## Aim of the task
Copy out every line in the records below that contains the word "player".

/---

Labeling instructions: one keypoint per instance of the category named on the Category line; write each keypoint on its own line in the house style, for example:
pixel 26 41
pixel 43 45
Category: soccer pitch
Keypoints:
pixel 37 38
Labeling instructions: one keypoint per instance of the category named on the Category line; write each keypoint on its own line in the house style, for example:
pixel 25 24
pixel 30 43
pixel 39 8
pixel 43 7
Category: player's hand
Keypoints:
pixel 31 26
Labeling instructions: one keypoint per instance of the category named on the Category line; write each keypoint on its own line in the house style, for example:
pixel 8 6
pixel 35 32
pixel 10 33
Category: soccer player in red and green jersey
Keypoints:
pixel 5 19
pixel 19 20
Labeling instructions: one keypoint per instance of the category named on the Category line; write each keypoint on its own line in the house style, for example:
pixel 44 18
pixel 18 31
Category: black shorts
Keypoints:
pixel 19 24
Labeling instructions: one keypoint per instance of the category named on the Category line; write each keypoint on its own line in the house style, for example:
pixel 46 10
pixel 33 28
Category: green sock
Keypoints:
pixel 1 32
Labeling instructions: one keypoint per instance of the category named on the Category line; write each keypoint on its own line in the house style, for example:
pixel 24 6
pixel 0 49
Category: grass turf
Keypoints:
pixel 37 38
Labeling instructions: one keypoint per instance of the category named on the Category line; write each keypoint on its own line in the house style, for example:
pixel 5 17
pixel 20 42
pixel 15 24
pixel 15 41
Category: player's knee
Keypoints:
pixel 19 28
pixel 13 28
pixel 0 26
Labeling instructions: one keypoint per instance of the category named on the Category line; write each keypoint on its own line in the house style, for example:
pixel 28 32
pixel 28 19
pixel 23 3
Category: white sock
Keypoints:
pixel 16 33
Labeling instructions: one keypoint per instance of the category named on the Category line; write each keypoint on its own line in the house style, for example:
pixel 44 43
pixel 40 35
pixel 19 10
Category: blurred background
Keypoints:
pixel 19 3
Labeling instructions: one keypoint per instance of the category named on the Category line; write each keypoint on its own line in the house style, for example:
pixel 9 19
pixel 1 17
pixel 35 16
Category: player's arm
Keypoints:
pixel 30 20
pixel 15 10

\---

## Response to the task
Category: player's hand
Category: soccer player in red and green jersey
Category: player's knee
Category: player's arm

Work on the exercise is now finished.